--- START OF EXCERPTED DATA ---

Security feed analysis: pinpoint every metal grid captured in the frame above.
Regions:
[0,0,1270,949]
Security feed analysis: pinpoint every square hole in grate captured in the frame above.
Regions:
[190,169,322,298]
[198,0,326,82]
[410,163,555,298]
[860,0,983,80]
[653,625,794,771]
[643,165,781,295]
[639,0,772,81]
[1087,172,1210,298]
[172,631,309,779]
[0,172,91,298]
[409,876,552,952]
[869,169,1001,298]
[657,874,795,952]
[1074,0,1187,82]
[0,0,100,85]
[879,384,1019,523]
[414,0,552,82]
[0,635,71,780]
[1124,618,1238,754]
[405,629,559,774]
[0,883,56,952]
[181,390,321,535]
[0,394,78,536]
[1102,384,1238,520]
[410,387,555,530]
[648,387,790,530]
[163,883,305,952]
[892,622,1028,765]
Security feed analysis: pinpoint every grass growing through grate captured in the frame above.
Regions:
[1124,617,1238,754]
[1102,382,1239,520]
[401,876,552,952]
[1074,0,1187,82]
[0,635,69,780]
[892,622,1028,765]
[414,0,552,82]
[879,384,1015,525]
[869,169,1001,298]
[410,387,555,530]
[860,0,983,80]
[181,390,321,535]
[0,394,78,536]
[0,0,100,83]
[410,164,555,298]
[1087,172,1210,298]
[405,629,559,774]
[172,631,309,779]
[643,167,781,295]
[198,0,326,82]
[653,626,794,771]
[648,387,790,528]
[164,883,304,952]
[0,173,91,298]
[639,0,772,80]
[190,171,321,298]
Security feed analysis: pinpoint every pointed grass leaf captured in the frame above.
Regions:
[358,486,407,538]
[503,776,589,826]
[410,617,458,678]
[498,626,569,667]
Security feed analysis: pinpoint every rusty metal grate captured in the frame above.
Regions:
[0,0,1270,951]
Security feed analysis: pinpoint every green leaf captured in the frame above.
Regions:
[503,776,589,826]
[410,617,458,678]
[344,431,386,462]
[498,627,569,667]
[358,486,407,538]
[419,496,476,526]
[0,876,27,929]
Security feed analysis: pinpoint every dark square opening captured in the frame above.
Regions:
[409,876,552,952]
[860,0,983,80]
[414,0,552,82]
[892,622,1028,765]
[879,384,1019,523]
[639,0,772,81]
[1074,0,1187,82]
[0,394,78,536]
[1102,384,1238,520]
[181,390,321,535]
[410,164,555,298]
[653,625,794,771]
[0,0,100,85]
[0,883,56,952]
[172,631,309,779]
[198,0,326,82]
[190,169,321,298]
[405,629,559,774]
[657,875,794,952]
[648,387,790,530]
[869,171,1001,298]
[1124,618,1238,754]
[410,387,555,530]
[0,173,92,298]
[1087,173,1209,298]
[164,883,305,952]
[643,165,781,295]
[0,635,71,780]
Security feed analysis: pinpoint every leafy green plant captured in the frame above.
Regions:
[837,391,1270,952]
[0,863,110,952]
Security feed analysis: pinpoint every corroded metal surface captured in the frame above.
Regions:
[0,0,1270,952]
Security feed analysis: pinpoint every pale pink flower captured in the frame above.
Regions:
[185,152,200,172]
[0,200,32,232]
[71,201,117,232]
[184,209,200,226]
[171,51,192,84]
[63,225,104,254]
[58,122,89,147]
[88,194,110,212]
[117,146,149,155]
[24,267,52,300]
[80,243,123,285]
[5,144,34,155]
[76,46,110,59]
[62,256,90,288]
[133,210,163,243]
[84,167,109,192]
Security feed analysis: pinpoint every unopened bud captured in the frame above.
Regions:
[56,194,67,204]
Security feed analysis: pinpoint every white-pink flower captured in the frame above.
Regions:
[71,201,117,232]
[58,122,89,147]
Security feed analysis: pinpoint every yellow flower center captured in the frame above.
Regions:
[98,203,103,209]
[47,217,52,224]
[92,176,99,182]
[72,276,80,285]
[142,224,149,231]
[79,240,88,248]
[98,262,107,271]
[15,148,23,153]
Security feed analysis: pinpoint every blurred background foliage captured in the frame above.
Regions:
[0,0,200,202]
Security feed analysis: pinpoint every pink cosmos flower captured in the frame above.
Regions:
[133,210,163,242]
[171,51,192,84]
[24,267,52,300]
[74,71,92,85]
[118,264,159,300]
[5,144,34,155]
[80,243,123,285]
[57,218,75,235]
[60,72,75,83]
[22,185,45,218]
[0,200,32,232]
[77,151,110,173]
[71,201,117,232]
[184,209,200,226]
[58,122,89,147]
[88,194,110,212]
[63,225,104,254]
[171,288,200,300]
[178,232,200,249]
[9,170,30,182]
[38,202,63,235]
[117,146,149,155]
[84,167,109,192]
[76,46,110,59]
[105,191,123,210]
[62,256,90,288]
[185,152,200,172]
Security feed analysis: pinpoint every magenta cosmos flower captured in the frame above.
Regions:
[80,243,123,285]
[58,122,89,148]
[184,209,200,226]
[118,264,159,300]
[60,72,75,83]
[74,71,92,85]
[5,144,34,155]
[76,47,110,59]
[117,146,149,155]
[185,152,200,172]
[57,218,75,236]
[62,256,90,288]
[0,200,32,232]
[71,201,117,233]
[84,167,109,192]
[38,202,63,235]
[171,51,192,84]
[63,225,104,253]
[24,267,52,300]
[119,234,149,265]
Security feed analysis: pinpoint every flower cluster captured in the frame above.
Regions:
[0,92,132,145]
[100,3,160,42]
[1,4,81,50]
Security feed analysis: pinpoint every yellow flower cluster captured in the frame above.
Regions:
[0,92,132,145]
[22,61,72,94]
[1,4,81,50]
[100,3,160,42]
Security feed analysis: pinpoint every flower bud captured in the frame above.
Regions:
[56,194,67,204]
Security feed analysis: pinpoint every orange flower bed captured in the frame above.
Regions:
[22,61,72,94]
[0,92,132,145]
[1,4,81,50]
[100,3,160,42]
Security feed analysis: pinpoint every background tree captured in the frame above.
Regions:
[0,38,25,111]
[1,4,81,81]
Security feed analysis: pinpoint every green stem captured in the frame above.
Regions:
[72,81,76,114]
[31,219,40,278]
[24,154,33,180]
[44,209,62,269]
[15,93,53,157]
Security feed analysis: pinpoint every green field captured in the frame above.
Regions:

--- END OF EXCERPTED DATA ---
--- START OF EXCERPTED DATA ---

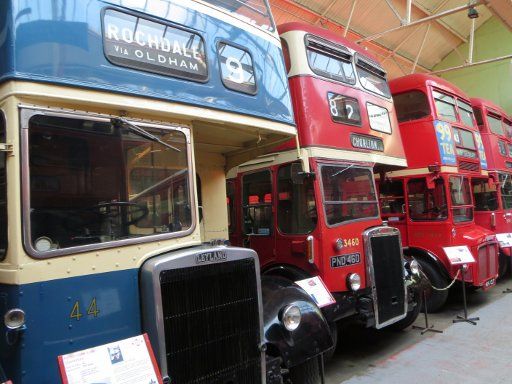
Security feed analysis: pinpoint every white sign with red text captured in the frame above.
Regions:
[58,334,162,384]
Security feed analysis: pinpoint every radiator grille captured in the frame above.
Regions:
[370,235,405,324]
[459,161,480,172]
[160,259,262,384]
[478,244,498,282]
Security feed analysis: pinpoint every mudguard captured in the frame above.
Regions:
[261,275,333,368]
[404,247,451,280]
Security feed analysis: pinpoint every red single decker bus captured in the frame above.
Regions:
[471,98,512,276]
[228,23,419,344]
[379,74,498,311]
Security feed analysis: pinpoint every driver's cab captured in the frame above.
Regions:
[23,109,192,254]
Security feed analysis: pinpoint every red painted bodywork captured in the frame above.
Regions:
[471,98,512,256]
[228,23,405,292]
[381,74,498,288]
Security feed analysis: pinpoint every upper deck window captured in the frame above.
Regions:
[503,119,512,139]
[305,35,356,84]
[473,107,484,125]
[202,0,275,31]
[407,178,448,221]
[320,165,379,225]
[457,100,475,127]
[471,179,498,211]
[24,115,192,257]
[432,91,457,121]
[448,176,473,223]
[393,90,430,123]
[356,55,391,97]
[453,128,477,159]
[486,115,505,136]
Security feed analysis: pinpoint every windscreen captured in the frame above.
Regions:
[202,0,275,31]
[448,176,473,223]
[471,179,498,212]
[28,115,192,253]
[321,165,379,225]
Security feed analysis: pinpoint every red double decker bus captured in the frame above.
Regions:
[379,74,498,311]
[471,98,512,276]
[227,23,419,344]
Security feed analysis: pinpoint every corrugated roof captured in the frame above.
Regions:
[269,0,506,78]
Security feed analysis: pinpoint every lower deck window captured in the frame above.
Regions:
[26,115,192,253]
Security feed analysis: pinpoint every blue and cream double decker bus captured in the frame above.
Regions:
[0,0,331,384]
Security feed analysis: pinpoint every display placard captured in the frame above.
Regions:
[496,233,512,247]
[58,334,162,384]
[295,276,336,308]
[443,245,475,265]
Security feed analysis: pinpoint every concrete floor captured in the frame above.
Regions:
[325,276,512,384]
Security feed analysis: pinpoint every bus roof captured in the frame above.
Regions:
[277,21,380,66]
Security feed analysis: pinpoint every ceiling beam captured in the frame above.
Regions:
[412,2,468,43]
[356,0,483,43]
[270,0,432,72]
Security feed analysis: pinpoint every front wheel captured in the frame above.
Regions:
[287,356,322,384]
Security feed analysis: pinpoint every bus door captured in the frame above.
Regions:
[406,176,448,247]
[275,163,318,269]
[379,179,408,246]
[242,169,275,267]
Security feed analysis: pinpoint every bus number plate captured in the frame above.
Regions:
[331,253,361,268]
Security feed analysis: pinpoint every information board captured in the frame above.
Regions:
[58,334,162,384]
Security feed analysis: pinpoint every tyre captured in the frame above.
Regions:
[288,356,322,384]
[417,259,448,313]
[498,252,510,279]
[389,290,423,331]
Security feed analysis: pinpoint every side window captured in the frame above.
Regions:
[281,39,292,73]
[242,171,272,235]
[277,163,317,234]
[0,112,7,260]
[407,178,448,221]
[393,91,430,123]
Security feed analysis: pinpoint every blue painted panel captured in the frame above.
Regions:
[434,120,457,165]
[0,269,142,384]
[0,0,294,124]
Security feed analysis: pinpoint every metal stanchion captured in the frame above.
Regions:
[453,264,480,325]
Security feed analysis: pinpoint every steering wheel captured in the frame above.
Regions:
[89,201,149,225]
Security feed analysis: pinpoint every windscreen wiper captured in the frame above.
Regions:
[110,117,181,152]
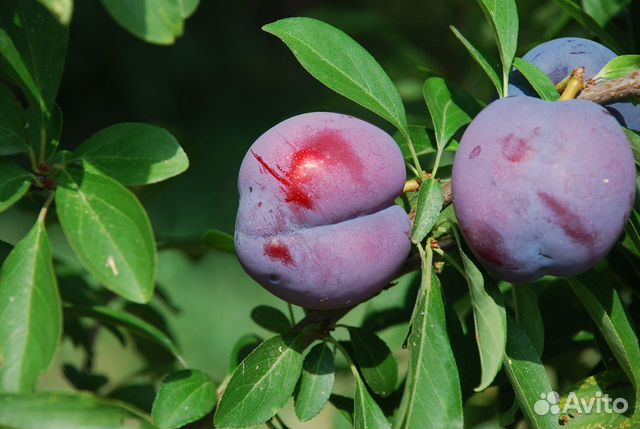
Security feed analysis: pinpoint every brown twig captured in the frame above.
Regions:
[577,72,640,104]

--- END OF EXCERPTED DATA ---
--- START OF EXCERPTED DATA ---

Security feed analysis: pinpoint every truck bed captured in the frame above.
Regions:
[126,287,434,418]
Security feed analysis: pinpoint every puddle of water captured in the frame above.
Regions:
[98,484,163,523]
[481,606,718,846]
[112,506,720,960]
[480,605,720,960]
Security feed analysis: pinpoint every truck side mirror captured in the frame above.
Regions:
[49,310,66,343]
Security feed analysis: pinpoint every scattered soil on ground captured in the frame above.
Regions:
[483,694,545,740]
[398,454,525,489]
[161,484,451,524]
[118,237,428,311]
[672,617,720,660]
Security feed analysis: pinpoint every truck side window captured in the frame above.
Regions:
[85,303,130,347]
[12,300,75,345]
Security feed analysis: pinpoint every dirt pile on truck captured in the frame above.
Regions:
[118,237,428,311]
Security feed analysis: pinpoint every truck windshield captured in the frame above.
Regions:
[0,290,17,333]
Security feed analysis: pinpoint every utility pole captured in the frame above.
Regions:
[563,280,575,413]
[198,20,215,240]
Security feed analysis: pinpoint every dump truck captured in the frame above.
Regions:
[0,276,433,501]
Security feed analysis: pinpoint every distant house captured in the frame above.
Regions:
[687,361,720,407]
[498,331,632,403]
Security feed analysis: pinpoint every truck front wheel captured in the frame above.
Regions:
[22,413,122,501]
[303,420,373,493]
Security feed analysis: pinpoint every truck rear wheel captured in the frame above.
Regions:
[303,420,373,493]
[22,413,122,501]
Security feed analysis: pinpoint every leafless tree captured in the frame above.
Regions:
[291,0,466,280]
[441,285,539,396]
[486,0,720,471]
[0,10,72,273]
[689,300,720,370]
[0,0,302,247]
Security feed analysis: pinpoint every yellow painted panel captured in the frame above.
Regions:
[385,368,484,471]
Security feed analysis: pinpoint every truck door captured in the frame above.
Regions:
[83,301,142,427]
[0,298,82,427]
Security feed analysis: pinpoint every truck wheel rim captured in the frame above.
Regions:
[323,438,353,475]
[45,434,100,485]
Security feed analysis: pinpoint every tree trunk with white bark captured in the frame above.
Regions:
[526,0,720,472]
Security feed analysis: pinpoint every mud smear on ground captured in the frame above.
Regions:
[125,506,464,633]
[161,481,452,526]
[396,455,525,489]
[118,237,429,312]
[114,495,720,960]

--- END OF EXCERPTED DATA ---

:: THE PROBLEM ::
Can you filter the data above down to the lines that contain the string "front" and copy each of those lines in full? Case counts.

:: REPLY TO THE EXERCISE ::
Security feed analysis: pinpoint every front wheel captured in the frame above.
Security feed analysis: pinpoint every truck front wheel captured in the frame above.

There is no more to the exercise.